Problem: Every record below needs to be retyped exactly as it appears.

Collection entries:
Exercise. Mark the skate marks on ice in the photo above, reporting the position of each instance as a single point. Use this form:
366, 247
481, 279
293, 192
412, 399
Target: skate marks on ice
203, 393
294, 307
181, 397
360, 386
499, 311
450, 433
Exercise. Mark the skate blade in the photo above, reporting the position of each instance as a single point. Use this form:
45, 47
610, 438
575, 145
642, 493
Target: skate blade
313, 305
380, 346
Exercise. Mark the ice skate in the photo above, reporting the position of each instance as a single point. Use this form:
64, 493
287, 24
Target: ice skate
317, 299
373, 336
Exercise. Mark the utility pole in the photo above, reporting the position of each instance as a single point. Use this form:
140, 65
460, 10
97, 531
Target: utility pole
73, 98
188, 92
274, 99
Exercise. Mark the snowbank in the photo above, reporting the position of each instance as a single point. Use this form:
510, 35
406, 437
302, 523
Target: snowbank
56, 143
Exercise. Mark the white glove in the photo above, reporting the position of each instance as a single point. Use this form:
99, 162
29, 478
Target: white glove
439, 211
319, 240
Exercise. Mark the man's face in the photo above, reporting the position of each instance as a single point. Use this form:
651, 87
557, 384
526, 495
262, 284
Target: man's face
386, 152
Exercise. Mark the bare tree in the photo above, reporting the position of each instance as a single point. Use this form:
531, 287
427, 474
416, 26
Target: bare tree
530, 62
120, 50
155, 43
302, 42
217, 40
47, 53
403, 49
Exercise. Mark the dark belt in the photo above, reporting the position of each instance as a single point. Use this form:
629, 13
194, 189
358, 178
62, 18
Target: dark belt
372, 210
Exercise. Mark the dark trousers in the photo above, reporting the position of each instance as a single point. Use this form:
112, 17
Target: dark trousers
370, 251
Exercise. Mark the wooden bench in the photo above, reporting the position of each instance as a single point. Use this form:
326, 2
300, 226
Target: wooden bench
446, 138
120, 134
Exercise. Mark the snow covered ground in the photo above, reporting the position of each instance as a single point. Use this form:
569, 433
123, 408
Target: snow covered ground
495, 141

Result:
Exercise. Mark the skate marks on ice in the photo above, reporting the position of each instance as a single point. Use this form:
366, 247
481, 279
293, 192
412, 399
Target: skate marks on ice
203, 393
294, 307
181, 397
360, 386
499, 311
450, 433
Exercise. Mark the skate blade in the photo above, reporting the position of each instance as a single point. Use this form:
45, 47
610, 438
575, 145
642, 493
Target: skate blade
313, 305
380, 346
Exercise. Mark the ice skate in the photo above, reporting the position of each instance as a single point. Use this form:
64, 493
287, 24
Target: ice skate
317, 299
373, 336
Exercise. Mark the utility pole in the photo above, reporting the position of each instance as a single point. Use this form:
140, 65
460, 10
97, 531
Target: utility pole
73, 98
188, 92
274, 99
Exercise. Mark the snowbank in the photo above, reporting the position of each instance as a single point. Use this form:
510, 35
406, 437
302, 523
Target: snowbank
56, 143
Exercise. Mark the white glove in the photo above, reporting the position of each instance as a single point. Use this form:
99, 162
29, 478
Target: white glove
439, 211
319, 240
Exercise. Mark the man's face in the photo above, reporting the position of each instance as a single point. Use this form:
651, 87
557, 384
526, 495
262, 284
Target: man's face
386, 152
Exercise. Mark the bare tree in the photo above, reporting the position of each instance as a single point. Use this form:
531, 287
427, 474
416, 26
Target: bare tree
530, 62
120, 50
155, 43
302, 42
217, 40
47, 53
403, 49
Exercise. Mark the dark belt in the photo above, reporting the position of each instance as a single point. Use this form:
629, 13
194, 189
358, 178
62, 18
Target: dark belt
372, 210
Exercise. Mark the dark trousers in the photo above, reporting the position of each instance as a single point. Use this form:
112, 17
Target: dark trousers
370, 251
Exercise. Mark the wooden bench in the photo above, reporting the position of each instance as a single point. Use this form:
326, 2
300, 226
Target: wooden bench
446, 138
120, 134
Exercise. Mark the snow covered ground in the photo above, reporting the position of each instance as a single point. Use this form:
569, 433
123, 408
Target: snow covered ground
495, 141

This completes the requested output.